Your task is to copy each line of the listing that contains the word "cloth".

· · · · · · ·

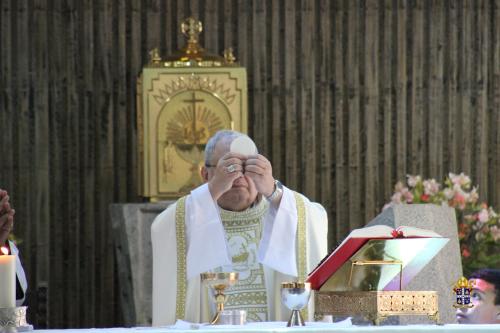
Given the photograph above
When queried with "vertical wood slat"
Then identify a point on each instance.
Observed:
(306, 120)
(345, 97)
(353, 113)
(481, 83)
(435, 79)
(371, 105)
(494, 102)
(386, 97)
(323, 107)
(341, 226)
(416, 102)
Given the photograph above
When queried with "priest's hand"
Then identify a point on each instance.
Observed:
(228, 169)
(260, 170)
(6, 217)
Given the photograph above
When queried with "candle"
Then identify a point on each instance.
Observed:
(7, 279)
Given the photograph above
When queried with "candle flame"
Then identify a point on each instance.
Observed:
(5, 250)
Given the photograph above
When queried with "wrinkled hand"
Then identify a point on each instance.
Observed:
(228, 169)
(6, 217)
(259, 169)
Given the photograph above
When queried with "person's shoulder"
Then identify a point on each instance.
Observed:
(166, 216)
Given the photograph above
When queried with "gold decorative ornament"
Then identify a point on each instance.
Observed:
(182, 100)
(219, 282)
(364, 285)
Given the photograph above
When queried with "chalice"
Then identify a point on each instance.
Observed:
(219, 282)
(295, 296)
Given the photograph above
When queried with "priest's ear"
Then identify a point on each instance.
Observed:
(204, 173)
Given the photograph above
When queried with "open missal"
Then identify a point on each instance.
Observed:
(354, 242)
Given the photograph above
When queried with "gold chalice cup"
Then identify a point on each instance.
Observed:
(219, 282)
(295, 296)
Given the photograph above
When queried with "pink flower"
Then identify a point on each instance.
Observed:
(473, 195)
(413, 180)
(483, 216)
(465, 252)
(425, 197)
(396, 197)
(495, 232)
(408, 196)
(431, 187)
(461, 179)
(449, 193)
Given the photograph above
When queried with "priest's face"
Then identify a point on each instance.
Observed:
(484, 310)
(243, 192)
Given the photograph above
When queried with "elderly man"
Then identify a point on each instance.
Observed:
(6, 226)
(485, 298)
(241, 220)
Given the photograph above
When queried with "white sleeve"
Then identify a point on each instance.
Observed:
(164, 248)
(277, 246)
(21, 276)
(206, 239)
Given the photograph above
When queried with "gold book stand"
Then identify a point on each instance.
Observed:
(370, 284)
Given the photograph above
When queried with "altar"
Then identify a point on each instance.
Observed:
(271, 327)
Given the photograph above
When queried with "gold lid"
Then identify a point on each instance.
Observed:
(193, 54)
(295, 285)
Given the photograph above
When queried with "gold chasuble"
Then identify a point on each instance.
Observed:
(243, 234)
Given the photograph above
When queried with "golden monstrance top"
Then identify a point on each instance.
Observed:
(193, 54)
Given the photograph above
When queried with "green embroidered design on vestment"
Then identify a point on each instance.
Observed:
(180, 234)
(244, 232)
(301, 242)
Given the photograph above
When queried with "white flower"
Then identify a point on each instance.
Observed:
(431, 187)
(399, 187)
(483, 216)
(461, 179)
(413, 180)
(396, 197)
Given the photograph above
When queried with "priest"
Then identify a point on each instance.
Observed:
(241, 220)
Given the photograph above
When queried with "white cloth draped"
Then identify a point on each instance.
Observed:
(207, 249)
(21, 276)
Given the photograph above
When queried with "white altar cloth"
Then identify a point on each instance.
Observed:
(280, 327)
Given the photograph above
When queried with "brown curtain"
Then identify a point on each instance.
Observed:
(346, 97)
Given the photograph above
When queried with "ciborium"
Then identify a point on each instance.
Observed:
(219, 282)
(295, 296)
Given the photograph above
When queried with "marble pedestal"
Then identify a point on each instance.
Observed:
(441, 273)
(131, 225)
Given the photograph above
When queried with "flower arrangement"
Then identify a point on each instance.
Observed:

· · · · · · ·

**Reply to the exercise**
When queried with "white cloth draped"
When queried with "white altar cloth"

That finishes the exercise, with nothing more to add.